_Work to do_
Please output every one of the following lines verbatim, with no changes.

========

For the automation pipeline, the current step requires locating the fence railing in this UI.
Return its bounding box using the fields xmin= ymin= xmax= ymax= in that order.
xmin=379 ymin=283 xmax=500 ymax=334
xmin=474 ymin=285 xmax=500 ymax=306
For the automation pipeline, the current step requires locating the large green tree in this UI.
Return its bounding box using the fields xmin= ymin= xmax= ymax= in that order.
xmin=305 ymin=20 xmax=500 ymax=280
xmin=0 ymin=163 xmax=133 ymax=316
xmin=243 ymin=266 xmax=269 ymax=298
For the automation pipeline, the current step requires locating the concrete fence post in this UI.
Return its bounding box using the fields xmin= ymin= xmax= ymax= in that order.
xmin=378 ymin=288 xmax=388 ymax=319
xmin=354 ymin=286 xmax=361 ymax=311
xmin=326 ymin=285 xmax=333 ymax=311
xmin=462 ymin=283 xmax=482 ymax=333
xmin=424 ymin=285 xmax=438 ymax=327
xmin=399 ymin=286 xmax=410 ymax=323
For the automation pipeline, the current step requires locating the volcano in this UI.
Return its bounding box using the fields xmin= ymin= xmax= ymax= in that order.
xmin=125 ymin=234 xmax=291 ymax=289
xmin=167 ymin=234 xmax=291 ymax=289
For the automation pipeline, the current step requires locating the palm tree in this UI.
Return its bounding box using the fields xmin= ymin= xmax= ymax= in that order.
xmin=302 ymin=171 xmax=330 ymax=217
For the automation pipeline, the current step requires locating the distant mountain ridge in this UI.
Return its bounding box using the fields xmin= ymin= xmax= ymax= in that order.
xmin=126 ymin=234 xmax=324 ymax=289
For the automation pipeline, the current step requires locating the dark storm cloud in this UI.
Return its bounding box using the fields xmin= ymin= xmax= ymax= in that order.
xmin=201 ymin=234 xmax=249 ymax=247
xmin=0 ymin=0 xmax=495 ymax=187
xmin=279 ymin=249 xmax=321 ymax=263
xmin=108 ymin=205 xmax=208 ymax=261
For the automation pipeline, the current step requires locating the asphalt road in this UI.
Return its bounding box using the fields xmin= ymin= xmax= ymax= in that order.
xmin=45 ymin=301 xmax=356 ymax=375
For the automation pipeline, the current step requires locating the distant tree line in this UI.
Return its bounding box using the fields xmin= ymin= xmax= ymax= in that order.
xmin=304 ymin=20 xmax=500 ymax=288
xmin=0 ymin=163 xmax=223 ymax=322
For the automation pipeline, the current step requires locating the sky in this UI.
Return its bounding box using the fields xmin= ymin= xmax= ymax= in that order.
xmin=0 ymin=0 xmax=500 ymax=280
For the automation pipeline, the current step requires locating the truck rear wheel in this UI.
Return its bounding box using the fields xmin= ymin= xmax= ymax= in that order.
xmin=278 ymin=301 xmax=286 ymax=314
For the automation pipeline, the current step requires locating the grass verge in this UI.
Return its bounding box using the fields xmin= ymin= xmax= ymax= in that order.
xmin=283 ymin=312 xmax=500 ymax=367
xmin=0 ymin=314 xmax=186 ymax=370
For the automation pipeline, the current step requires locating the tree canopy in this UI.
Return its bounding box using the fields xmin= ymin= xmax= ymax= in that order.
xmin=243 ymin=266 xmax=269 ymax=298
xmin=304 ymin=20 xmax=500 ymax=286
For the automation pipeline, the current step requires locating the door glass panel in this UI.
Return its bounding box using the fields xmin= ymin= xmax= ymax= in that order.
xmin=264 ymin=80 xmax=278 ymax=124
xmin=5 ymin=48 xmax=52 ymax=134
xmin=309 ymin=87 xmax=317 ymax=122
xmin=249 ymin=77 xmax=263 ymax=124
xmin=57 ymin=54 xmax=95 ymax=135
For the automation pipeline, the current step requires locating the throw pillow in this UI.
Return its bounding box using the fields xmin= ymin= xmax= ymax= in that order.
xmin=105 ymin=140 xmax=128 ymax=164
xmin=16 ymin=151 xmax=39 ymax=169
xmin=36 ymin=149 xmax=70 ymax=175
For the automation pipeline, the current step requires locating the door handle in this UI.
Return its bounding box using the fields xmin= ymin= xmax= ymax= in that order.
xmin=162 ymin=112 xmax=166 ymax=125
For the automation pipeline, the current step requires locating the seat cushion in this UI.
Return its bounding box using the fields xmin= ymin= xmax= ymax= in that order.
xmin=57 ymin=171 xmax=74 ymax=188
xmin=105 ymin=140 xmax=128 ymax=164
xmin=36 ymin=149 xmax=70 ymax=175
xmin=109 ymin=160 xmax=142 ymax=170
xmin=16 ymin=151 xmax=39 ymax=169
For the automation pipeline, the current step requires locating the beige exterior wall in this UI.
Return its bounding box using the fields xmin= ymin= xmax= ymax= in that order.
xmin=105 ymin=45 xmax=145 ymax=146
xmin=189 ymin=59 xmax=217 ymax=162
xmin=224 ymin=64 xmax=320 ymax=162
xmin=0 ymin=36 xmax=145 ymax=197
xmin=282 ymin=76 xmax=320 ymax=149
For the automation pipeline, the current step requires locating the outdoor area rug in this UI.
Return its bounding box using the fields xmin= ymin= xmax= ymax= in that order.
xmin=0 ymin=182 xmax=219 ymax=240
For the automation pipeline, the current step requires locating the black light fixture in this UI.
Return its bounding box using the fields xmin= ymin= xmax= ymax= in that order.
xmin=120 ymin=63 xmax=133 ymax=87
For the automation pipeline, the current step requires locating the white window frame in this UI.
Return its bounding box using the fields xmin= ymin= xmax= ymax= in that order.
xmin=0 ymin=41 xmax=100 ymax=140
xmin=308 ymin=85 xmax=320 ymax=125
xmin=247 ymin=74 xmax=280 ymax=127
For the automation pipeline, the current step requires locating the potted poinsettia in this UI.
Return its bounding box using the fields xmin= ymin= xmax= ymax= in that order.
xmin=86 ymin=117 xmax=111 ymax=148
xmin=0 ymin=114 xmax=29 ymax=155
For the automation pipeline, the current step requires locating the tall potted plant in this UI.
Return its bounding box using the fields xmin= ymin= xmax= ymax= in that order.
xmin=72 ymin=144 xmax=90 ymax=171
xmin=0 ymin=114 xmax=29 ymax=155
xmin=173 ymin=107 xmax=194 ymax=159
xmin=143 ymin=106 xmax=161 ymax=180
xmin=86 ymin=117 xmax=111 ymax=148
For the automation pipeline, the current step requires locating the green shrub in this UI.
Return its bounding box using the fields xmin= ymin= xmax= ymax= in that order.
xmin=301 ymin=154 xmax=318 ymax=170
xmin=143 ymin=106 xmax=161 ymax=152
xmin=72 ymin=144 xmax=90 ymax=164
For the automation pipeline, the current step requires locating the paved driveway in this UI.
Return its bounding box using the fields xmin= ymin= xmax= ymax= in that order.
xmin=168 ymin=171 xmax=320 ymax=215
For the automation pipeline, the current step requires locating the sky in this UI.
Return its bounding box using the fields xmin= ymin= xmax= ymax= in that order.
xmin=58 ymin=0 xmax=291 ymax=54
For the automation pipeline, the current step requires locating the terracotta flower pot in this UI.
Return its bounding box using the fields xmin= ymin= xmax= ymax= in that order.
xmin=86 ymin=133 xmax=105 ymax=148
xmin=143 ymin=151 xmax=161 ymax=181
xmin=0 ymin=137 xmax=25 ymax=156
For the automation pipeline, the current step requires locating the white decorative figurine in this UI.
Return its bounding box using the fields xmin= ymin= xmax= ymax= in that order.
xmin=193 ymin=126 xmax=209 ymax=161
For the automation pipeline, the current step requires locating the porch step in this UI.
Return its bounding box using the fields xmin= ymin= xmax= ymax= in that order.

========

_Solution for this task_
For the automation pipeline, the current step requires locating the fence railing in this UI.
Return its bounding box using the fields xmin= ymin= xmax= ymax= in that order.
xmin=379 ymin=283 xmax=500 ymax=334
xmin=474 ymin=285 xmax=500 ymax=306
For the automation pipeline, the current step requires locating the large green tree in this UI.
Return its bounding box using the fields xmin= ymin= xmax= ymax= in that order.
xmin=305 ymin=20 xmax=500 ymax=280
xmin=0 ymin=163 xmax=133 ymax=316
xmin=243 ymin=266 xmax=269 ymax=298
For the automation pipeline, the current step requires locating the concrete fence post in this UI.
Return its bounding box using the fields xmin= ymin= xmax= ymax= in that order.
xmin=378 ymin=288 xmax=388 ymax=319
xmin=354 ymin=286 xmax=361 ymax=311
xmin=326 ymin=285 xmax=333 ymax=311
xmin=462 ymin=283 xmax=482 ymax=333
xmin=424 ymin=285 xmax=438 ymax=327
xmin=399 ymin=286 xmax=410 ymax=323
For the automation pipeline, the current step requires locating the volcano in this UI.
Return its bounding box using the fields xmin= ymin= xmax= ymax= in that order.
xmin=125 ymin=234 xmax=291 ymax=289
xmin=167 ymin=234 xmax=291 ymax=289
For the automation pipeline, the current step requires locating the palm tree in this UI.
Return its bounding box using the fields xmin= ymin= xmax= ymax= in that order.
xmin=302 ymin=171 xmax=330 ymax=217
For the automation pipeline, the current step requires locating the distant mountain ridge in this UI.
Return its bounding box using the fields xmin= ymin= xmax= ymax= in that order.
xmin=126 ymin=234 xmax=324 ymax=289
For the automation pipeline, the current step requires locating the dark storm cloud in this UI.
Return its bounding box using the fields xmin= ymin= xmax= ymax= in that order.
xmin=201 ymin=234 xmax=249 ymax=247
xmin=0 ymin=0 xmax=495 ymax=187
xmin=279 ymin=249 xmax=321 ymax=263
xmin=108 ymin=205 xmax=208 ymax=261
For the automation pipeline, the current step requires locating the asphalt road in this UI.
Return its bounding box using the fields xmin= ymin= xmax= ymax= in that order.
xmin=45 ymin=301 xmax=356 ymax=375
For the automation pipeline, the current step requires locating the distant tree line in this UI.
Return its bounding box using the fields xmin= ymin= xmax= ymax= in that order.
xmin=304 ymin=20 xmax=500 ymax=288
xmin=0 ymin=163 xmax=223 ymax=322
For the automation pipeline, the current step requires locating the sky in this UI.
Return its bounding box using the fields xmin= ymin= xmax= ymax= in that order.
xmin=0 ymin=0 xmax=500 ymax=280
For the automation pipeline, the current step requires locating the truck rear wheel in this UI.
Return its bounding box using the fields xmin= ymin= xmax= ymax= in that order.
xmin=278 ymin=301 xmax=286 ymax=314
For the automation pipeline, the current step requires locating the grass verge in this UI.
Return its bounding box using the fields xmin= ymin= xmax= ymax= in that order.
xmin=283 ymin=312 xmax=500 ymax=367
xmin=0 ymin=314 xmax=186 ymax=370
For the automation pipeline, the current step requires locating the tree canopy in this UI.
Return its bounding box using the fields xmin= ymin= xmax= ymax= in that order.
xmin=243 ymin=266 xmax=269 ymax=298
xmin=304 ymin=20 xmax=500 ymax=286
For the automation pipeline, the current step requires locating the door glass panel in this UI.
Return its bounding box using the fields xmin= ymin= xmax= ymax= in that order.
xmin=264 ymin=80 xmax=278 ymax=124
xmin=5 ymin=48 xmax=52 ymax=134
xmin=309 ymin=87 xmax=317 ymax=122
xmin=249 ymin=77 xmax=263 ymax=124
xmin=57 ymin=54 xmax=95 ymax=135
For the automation pipeline, the current step requires locating the throw pillow in this UI.
Return its bounding box using the fields xmin= ymin= xmax= ymax= in that order.
xmin=105 ymin=140 xmax=128 ymax=164
xmin=16 ymin=151 xmax=39 ymax=169
xmin=36 ymin=149 xmax=70 ymax=175
For the automation pipeline, the current step requires locating the door handle in this UI.
Return its bounding box using the fields xmin= ymin= xmax= ymax= in that order.
xmin=162 ymin=112 xmax=166 ymax=125
For the automation pipeline, the current step requires locating the seat cushion in this UI.
Return its bounding box using the fields xmin= ymin= xmax= ymax= in that order.
xmin=57 ymin=171 xmax=74 ymax=188
xmin=105 ymin=140 xmax=128 ymax=164
xmin=36 ymin=149 xmax=70 ymax=175
xmin=109 ymin=160 xmax=142 ymax=170
xmin=16 ymin=151 xmax=39 ymax=169
For the automation pipeline, the current step requires locating the beige exterior wall in this UI.
Return its bounding box using the fields xmin= ymin= xmax= ymax= in that order.
xmin=105 ymin=45 xmax=145 ymax=146
xmin=189 ymin=59 xmax=217 ymax=162
xmin=224 ymin=64 xmax=320 ymax=162
xmin=0 ymin=36 xmax=145 ymax=197
xmin=282 ymin=76 xmax=320 ymax=149
For the automation pipeline, the current step requires locating the outdoor area rug in this UI.
Return its bounding box using the fields xmin= ymin= xmax= ymax= in that order.
xmin=0 ymin=182 xmax=219 ymax=240
For the automation pipeline, the current step requires locating the black light fixture in this UI.
Return its bounding box using the fields xmin= ymin= xmax= ymax= in that order.
xmin=120 ymin=63 xmax=133 ymax=87
For the automation pipeline, the current step requires locating the white window frame in this UI.
Return its bounding box using the fields xmin= ymin= xmax= ymax= in that order.
xmin=0 ymin=41 xmax=100 ymax=140
xmin=308 ymin=85 xmax=320 ymax=125
xmin=247 ymin=74 xmax=280 ymax=127
For the automation pipeline, the current step requires locating the potted poinsettia in this UI.
Return its bounding box using the fields xmin= ymin= xmax= ymax= in that order.
xmin=86 ymin=117 xmax=111 ymax=148
xmin=0 ymin=114 xmax=29 ymax=155
For the automation pipeline, the current step requires locating the tall potted plant in this UI.
Return its bounding box using the fields xmin= ymin= xmax= ymax= in that order.
xmin=72 ymin=144 xmax=90 ymax=171
xmin=0 ymin=114 xmax=29 ymax=155
xmin=173 ymin=107 xmax=194 ymax=159
xmin=143 ymin=106 xmax=161 ymax=180
xmin=86 ymin=117 xmax=111 ymax=148
For the automation pipeline, the current step requires locating the green shrub in this UI.
Return its bounding box using the fields xmin= ymin= xmax= ymax= in that order.
xmin=301 ymin=154 xmax=318 ymax=170
xmin=143 ymin=106 xmax=161 ymax=152
xmin=72 ymin=144 xmax=90 ymax=164
For the automation pipeline, the current step requires locating the paved driveway in this UI.
Return its bounding box using the fields xmin= ymin= xmax= ymax= in that order.
xmin=168 ymin=171 xmax=320 ymax=215
For the automation pipeline, the current step requires locating the sky in this UI.
Return its bounding box using the fields xmin= ymin= xmax= ymax= in that order.
xmin=58 ymin=0 xmax=291 ymax=54
For the automation pipeline, the current step requires locating the terracotta flower pot in this UI.
Return its bounding box using the fields xmin= ymin= xmax= ymax= in that order.
xmin=86 ymin=133 xmax=105 ymax=148
xmin=143 ymin=151 xmax=161 ymax=181
xmin=0 ymin=137 xmax=25 ymax=156
For the automation pipeline, the current step requires locating the white decorative figurine in this UI.
Return its bounding box using the fields xmin= ymin= xmax= ymax= in that order.
xmin=193 ymin=126 xmax=209 ymax=161
For the automation pipeline, the current step requires locating the porch step in this UI.
Return its bounding box using the fields xmin= ymin= xmax= ymax= in that order.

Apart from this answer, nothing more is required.